* **BRIEF**: Copying nothing before it, reproduce the line that holds "Can you find the metal" and every line after it in the data, exactly.

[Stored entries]
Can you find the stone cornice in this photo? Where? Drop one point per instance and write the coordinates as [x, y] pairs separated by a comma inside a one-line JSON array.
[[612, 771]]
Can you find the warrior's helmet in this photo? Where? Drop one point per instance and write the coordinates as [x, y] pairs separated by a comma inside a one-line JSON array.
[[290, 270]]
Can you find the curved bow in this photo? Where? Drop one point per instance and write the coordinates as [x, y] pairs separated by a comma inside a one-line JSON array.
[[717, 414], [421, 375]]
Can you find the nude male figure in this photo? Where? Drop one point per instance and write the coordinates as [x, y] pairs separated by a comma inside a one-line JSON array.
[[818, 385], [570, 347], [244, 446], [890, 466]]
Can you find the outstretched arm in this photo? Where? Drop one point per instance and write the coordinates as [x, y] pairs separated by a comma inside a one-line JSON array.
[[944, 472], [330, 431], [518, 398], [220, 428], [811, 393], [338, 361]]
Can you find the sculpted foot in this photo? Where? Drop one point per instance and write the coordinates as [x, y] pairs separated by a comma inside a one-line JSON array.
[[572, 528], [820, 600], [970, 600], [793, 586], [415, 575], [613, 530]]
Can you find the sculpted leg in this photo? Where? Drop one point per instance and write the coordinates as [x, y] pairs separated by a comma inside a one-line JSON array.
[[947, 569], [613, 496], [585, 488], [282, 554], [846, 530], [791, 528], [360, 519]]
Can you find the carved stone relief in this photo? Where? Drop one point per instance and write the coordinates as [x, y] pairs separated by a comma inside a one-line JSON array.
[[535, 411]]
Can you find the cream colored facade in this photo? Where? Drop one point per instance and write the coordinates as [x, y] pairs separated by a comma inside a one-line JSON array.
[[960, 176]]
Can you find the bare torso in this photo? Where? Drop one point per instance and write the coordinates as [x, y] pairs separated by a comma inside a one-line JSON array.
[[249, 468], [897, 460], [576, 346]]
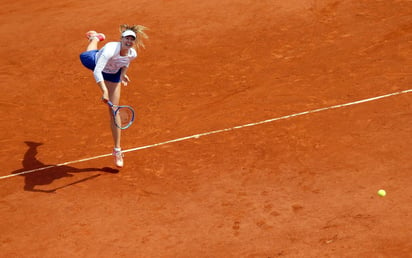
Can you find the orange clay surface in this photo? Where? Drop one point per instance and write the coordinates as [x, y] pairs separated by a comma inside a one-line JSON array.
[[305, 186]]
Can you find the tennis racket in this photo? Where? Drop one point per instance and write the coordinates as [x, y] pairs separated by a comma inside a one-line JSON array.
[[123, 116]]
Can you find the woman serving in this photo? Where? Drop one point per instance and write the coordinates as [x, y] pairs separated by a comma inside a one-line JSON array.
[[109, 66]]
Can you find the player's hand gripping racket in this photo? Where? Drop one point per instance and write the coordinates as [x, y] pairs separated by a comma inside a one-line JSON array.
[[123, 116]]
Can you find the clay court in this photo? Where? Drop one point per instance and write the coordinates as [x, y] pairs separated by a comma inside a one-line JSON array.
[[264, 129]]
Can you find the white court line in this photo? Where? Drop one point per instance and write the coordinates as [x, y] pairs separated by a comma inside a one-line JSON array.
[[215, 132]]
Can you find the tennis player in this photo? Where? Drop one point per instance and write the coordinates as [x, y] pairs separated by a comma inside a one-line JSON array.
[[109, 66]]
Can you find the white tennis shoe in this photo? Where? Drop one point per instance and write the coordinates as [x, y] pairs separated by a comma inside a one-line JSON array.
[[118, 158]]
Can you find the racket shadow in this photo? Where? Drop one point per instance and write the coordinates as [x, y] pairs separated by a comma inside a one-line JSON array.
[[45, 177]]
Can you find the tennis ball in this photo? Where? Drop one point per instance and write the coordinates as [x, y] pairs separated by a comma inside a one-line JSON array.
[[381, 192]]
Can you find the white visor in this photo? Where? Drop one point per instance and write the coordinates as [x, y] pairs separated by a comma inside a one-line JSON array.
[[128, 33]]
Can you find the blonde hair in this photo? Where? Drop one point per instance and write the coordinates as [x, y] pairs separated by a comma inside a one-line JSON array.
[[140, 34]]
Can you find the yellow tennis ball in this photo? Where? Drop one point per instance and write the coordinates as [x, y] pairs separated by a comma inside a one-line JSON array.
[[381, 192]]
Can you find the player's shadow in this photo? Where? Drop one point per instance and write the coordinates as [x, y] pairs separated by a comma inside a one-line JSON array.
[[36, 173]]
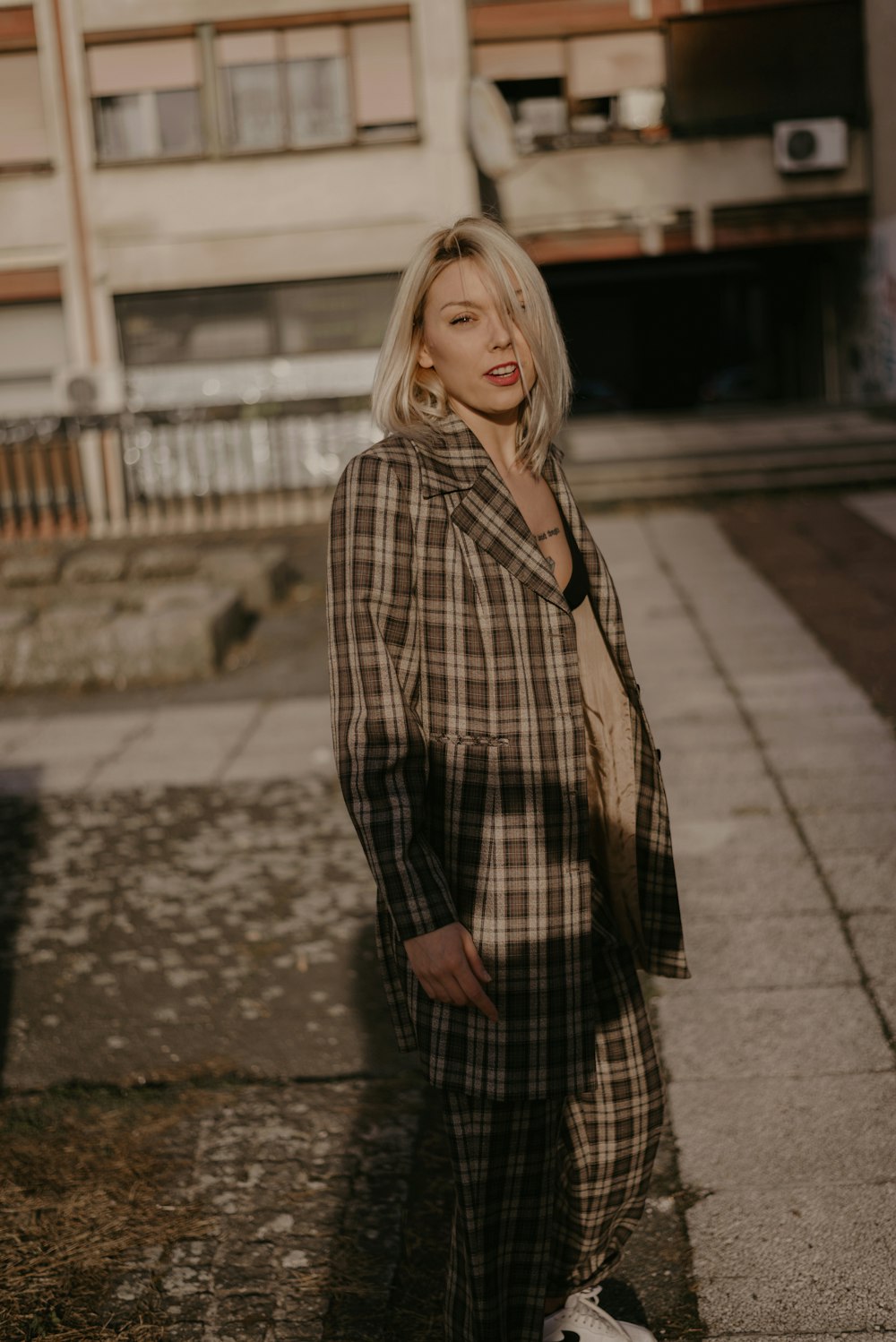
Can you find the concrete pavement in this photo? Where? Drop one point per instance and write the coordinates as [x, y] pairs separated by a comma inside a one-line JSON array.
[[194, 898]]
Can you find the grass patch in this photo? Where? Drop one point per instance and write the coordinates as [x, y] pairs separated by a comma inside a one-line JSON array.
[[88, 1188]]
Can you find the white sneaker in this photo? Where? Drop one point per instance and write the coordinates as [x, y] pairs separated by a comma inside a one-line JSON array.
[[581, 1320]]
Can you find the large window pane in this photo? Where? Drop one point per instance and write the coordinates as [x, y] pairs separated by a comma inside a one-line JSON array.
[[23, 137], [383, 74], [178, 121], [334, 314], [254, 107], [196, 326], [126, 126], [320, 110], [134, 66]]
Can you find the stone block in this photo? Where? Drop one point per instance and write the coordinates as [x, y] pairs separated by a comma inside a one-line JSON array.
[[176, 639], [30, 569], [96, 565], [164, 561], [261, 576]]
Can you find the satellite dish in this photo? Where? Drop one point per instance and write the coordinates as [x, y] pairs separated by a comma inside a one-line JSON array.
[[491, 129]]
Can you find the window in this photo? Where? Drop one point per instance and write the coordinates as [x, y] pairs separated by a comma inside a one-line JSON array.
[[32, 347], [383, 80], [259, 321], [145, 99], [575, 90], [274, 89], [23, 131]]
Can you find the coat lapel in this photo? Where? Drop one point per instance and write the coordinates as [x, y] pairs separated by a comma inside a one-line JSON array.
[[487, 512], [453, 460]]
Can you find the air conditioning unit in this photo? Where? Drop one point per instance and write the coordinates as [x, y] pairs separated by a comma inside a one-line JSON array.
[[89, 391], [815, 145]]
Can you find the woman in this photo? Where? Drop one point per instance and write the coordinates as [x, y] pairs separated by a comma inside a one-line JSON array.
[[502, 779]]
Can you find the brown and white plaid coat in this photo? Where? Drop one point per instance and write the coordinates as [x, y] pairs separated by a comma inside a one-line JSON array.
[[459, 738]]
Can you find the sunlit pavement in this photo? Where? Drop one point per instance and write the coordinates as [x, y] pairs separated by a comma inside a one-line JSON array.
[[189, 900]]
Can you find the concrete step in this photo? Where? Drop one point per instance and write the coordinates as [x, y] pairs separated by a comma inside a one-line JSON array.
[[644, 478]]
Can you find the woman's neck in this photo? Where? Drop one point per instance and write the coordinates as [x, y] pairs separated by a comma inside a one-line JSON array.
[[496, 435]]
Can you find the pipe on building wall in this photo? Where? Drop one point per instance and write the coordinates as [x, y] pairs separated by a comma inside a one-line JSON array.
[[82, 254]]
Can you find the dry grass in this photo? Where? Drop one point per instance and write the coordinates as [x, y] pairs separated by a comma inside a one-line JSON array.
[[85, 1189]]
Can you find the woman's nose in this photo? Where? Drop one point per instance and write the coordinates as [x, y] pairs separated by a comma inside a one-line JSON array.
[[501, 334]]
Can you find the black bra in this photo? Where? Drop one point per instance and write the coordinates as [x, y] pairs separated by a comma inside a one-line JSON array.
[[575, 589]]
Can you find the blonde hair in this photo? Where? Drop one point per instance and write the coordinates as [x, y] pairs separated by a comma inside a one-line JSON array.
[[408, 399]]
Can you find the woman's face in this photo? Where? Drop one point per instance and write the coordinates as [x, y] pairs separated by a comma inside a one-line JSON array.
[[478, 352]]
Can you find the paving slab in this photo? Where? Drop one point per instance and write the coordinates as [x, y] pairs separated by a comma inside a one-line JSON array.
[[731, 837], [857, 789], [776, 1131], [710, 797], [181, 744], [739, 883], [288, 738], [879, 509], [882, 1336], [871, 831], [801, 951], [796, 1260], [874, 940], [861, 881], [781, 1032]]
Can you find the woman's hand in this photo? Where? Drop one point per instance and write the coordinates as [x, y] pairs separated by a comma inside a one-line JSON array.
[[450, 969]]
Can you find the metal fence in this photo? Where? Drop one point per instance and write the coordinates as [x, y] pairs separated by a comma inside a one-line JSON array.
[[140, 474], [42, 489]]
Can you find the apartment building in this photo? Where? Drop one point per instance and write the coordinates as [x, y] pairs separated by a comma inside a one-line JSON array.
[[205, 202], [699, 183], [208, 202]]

* **WORKED SOLUTION**:
Can you find the metal fence in this photo? Where? Drop one point per instance and write the coordinates as [x, y] pairs separated by a comma inside a one-line JSON array.
[[140, 474], [42, 489]]
Can you find the apartment building in this photo? Where? Drop one point per instance and write the coordinates as [x, y] pairs separated by a comma inside a one-line JSON array.
[[205, 202], [699, 183], [208, 202]]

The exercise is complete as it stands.